═══ AUSGANGSTEXT ═══
Gemeint sind Kunstwerke und Kulturgüter, die meist jüdische Opfer der Nationalsozialisten aufgrund der Verfolgung zwischen 1933 und 1945 verloren. Manches beschlagnahmten die Nazis direkt. Manchmal waren Menschen gezwungen, ihr Hab und Gut weit unter Wert zu verkaufen, etwa um die von den Nazis erzwungene „Reichsfluchtsteuer“ zahlen zu können.
Schätzungen gehen von bis zu 600.000 geraubten Kunstwerken in der Nazi-Zeit aus. Über Restitutionen – also Rückgaben – führt das Deutsche Zentrum für Kulturgutverluste in Magdeburg ein Verzeichnis, das mangels Meldepflicht aber nicht unbedingt vollständig ist. Darin erfasst waren bis Ende September 9.864 „museale Objekte“ sowie 34.971 Bibliotheksgüter und Archivalien, die seit Kriegsende an Eigentümer oder deren Erben zurückgegeben wurden.
Allein seit 1998 wurden in Deutschland 7.738 Kulturgüter aus Museen zurückgegeben sowie mehr als 27.550 Bücher und anderes Bibliotheksgut. Das Jahr 1998 ist wichtig, weil damals Deutschland und etwa 40 andere Staaten die sogenannten Washingtoner Prinzipien vereinbarten. Sie verpflichteten sich, die Rückgabe der Raubkunst voranzutreiben.
In Deutschland wurde 2003 für Streitfälle die „Beratende Kommission NS-Raubgut“ errichtet. Sie hat aber nur 26 Fälle abgeschlossen. „Dass die Kommission nur relativ wenige Raubkunstfälle behandelt hat, beruhte nicht etwa auf einer unzulänglichen Arbeitsweise der Kommission, sondern darauf, dass nicht mehr Fälle an sie herangetragen wurden“, sagt der scheidende Vorsitzende Hans-Jürgen Papier. Der Grund sei, dass die Kommission nicht einseitig von der Opferseite angerufen werden konnte.
═══ BEREITGESTELLTE DATEN ═══
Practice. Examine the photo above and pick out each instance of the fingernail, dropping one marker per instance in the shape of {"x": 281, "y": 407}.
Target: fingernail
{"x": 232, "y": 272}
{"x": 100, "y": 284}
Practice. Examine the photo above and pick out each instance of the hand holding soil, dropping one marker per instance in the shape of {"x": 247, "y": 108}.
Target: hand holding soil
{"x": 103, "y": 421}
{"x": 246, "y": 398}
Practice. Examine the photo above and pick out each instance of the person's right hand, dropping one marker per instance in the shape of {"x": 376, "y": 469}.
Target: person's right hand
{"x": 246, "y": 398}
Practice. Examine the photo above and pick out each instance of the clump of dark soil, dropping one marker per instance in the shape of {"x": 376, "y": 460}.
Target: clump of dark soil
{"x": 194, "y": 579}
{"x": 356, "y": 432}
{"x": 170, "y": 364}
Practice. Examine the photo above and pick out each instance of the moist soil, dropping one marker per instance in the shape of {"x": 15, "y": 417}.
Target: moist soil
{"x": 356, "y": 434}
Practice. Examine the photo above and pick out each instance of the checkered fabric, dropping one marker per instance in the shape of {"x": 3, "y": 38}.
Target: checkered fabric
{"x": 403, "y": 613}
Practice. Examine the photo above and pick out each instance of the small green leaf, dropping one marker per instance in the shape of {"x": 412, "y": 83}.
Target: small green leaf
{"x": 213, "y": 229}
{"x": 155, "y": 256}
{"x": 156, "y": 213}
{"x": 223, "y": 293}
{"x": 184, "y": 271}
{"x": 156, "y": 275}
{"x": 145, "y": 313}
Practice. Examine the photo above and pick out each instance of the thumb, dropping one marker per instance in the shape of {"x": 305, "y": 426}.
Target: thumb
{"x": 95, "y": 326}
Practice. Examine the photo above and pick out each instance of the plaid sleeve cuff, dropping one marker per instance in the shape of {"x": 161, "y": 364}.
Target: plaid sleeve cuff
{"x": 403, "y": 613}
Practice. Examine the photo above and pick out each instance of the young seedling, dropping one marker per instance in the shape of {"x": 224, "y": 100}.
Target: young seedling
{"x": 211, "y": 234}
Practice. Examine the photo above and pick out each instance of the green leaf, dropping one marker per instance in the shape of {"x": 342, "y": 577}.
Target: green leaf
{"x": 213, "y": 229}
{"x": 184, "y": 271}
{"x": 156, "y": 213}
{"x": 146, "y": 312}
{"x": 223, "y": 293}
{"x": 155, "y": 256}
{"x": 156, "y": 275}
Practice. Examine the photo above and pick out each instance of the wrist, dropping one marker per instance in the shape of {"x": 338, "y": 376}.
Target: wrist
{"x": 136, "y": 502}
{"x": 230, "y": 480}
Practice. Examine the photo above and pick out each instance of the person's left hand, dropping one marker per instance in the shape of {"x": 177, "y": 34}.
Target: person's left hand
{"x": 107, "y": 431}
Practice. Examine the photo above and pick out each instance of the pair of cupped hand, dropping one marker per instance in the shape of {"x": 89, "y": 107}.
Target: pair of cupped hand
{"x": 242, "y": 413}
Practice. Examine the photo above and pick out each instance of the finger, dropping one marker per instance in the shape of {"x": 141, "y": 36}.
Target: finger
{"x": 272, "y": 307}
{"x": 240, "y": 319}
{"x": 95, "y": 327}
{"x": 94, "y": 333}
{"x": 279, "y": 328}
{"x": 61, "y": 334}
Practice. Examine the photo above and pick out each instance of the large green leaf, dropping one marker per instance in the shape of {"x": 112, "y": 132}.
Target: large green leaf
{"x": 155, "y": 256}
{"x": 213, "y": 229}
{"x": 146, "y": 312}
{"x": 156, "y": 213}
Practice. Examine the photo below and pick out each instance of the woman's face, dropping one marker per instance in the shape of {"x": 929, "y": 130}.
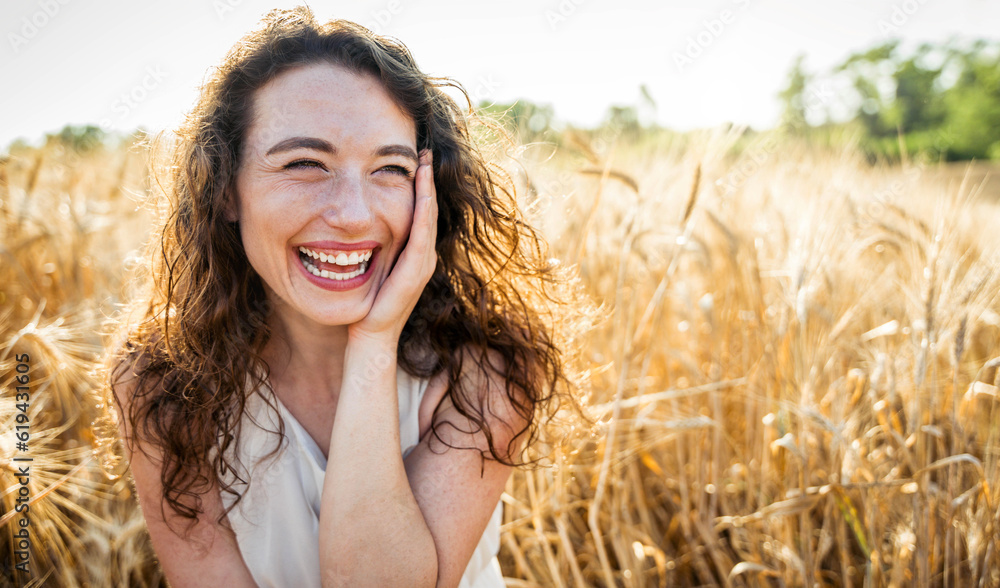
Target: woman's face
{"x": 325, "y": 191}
═══
**ZU ERLEDIGEN:**
1: Beantworte anhand des Textes über NS-Raubkunst:
(a) Von wie vielen geraubten Kunstwerken in der Nazi-Zeit gehen Schätzungen aus?
(b) In welcher Stadt befindet sich das Deutsche Zentrum für Kulturgutverluste?
(c) In welchem Jahr wurde die „Beratende Kommission NS-Raubgut“ errichtet?
2: Schreibe den Text über NS-Raubkunst im Anschluss an seinen letzten Satz weiter.
Die Daten stammen aus einer anderen Quelle.

**ANTWORTEN JE AUFGABE:**
1:
(a) Von bis zu 600.000.
(b) In Magdeburg.
(c) 2003.

2:
So musste etwa ein Museum, das ein Kunstwerk hergeben sollte, dem Verfahren vor der Kommission zustimmen. Bei öffentlichen Einrichtungen sei das nicht immer erfolgt, sagt Papier, ehemals Präsident des Bundesverfassungsgerichts. Nun wird die Beratende Kommission zum 30. November aufgelöst und durch eine „Schiedsgerichtsbarkeit“ ersetzt. Wichtigste Neuerung: Erben der Opfer können künftig in der Regel die Schiedsgerichte einseitig anrufen. Deren Entscheidung soll verbindlich sein.
Kulturstaatsminister Wolfram Weimer (parteilos) erhofft sich von den Schiedsgerichten „neue Bewegung“ bei der Aufarbeitung des historischen Unrechts. Gründungspräsident Peter Müller dämpft aber die Erwartung, dass es zu schnelleren Verfahren kommt. „Die Schiedsgerichte müssen mit der gleichen Umsicht und Genauigkeit vorgehen, wie dies bereits die Beratende Kommission getan hat“, sagt Müller auf dpa-Anfrage.